Dataset records: Begin

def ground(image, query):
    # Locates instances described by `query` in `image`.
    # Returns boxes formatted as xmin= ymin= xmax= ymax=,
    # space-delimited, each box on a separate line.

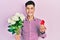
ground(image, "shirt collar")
xmin=25 ymin=16 xmax=36 ymax=21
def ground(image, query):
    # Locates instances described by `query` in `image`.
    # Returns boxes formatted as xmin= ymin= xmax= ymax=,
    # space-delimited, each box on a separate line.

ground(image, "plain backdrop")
xmin=0 ymin=0 xmax=60 ymax=40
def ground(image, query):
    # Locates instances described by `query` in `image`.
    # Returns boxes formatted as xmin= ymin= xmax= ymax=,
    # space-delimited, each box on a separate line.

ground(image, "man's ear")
xmin=25 ymin=7 xmax=27 ymax=10
xmin=34 ymin=7 xmax=35 ymax=11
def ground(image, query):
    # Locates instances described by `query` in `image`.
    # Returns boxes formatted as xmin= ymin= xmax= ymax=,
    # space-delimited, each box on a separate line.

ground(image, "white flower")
xmin=8 ymin=18 xmax=12 ymax=24
xmin=15 ymin=12 xmax=25 ymax=21
xmin=8 ymin=12 xmax=25 ymax=25
xmin=20 ymin=14 xmax=25 ymax=21
xmin=8 ymin=18 xmax=16 ymax=25
xmin=11 ymin=16 xmax=19 ymax=21
xmin=15 ymin=12 xmax=21 ymax=17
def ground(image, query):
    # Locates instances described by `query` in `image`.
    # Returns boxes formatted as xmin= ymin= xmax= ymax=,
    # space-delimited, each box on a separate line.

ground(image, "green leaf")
xmin=8 ymin=29 xmax=13 ymax=32
xmin=18 ymin=25 xmax=23 ymax=28
xmin=8 ymin=25 xmax=16 ymax=29
xmin=12 ymin=30 xmax=15 ymax=34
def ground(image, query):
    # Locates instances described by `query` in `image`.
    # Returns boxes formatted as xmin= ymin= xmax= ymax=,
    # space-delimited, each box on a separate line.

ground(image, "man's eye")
xmin=31 ymin=8 xmax=33 ymax=9
xmin=27 ymin=8 xmax=29 ymax=9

Dataset records: End

• [Description of the task] Exactly as written above, print every record, and keep the pictures out.

• [Solution to this exercise]
def ground(image, query):
    # Locates instances described by `query` in `image`.
    # Returns boxes formatted as xmin= ymin= xmax= ymax=,
    # space-delimited, each box on a separate line.

ground(image, "shirt collar")
xmin=25 ymin=16 xmax=36 ymax=21
def ground(image, query):
    # Locates instances described by `query` in `image`.
    # Returns boxes formatted as xmin= ymin= xmax= ymax=,
    # space-delimited, each box on a separate line.

ground(image, "plain backdrop")
xmin=0 ymin=0 xmax=60 ymax=40
def ground(image, query):
    # Locates instances described by `query` in `image`.
    # Returns boxes formatted as xmin= ymin= xmax= ymax=,
    # space-delimited, each box on a separate line.

ground(image, "man's ear")
xmin=25 ymin=7 xmax=27 ymax=10
xmin=34 ymin=7 xmax=35 ymax=11
def ground(image, query):
    # Locates instances described by `query` in `image`.
    # Returns boxes formatted as xmin= ymin= xmax= ymax=,
    # space-delimited, each box on a separate line.

ground(image, "white flower")
xmin=8 ymin=18 xmax=12 ymax=24
xmin=15 ymin=12 xmax=25 ymax=21
xmin=8 ymin=12 xmax=25 ymax=25
xmin=20 ymin=14 xmax=25 ymax=21
xmin=8 ymin=18 xmax=16 ymax=25
xmin=11 ymin=16 xmax=19 ymax=21
xmin=15 ymin=12 xmax=21 ymax=17
def ground(image, query):
    # Locates instances described by `query` in `image`.
    # Returns boxes formatted as xmin= ymin= xmax= ymax=,
    # space-delimited, each box on a separate line.

ground(image, "green leaf")
xmin=8 ymin=29 xmax=13 ymax=32
xmin=18 ymin=25 xmax=23 ymax=28
xmin=8 ymin=25 xmax=16 ymax=29
xmin=12 ymin=30 xmax=15 ymax=34
def ground(image, query):
    # Locates instances described by `query` in `image`.
    # Returns boxes formatted as xmin= ymin= xmax= ymax=,
    # space-delimited, each box on a separate line.

ground(image, "man's eye")
xmin=31 ymin=8 xmax=33 ymax=9
xmin=27 ymin=8 xmax=29 ymax=9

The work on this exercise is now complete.